TASK TO COMPLETE
Reproduce verbatim every line from the one that includes "the stone building." to the closing line of the entries; omit everything before it.

--- Start ENTRIES ---

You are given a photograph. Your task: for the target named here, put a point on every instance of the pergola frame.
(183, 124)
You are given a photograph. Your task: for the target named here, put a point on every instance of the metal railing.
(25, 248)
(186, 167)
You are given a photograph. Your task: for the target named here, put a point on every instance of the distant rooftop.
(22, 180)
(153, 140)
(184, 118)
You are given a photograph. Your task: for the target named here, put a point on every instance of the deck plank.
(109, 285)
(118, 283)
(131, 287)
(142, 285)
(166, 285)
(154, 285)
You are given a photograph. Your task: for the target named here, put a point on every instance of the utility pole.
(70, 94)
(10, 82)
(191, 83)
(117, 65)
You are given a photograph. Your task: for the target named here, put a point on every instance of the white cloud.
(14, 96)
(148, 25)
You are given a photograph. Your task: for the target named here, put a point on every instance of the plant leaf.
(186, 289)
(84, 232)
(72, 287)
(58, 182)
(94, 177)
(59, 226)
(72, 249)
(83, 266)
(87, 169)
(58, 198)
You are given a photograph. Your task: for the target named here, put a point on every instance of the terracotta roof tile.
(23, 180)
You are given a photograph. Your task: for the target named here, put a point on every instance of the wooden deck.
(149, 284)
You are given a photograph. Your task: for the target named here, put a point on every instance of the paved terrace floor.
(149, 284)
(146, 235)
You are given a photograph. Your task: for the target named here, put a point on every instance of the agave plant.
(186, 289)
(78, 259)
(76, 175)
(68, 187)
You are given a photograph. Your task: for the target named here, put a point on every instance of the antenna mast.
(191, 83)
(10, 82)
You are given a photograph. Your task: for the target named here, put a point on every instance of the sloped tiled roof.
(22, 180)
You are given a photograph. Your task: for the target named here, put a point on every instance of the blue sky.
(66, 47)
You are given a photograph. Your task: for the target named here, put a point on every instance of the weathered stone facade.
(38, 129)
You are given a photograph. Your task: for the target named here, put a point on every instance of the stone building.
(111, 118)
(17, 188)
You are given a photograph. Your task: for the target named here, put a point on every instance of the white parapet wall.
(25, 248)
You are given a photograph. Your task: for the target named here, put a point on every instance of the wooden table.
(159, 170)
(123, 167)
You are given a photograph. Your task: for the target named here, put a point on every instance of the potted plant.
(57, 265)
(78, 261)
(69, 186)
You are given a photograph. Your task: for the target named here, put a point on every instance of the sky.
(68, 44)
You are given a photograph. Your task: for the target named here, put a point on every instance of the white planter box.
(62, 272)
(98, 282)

--- End ENTRIES ---

EXERCISE RESULT
You are given a photograph. Your task: for the target named here, put a point on every instance of the stone building.
(111, 118)
(17, 188)
You are given a photograph. Your task: for the target named here, put a point on every instance of the white parapet wall.
(25, 248)
You are given a photograph. Your task: for the target named here, put a point on every instance of the wooden table.
(159, 170)
(123, 167)
You are given a photograph. Your task: for the target named here, put a point on every instance of the potted plant.
(57, 265)
(78, 261)
(69, 186)
You are given a photograph. Your task: for the target named here, put a point on every instance of the sky.
(68, 44)
You are given a photograph. Your task: for the target named here, put a point on every instance of the white planter box.
(62, 272)
(98, 282)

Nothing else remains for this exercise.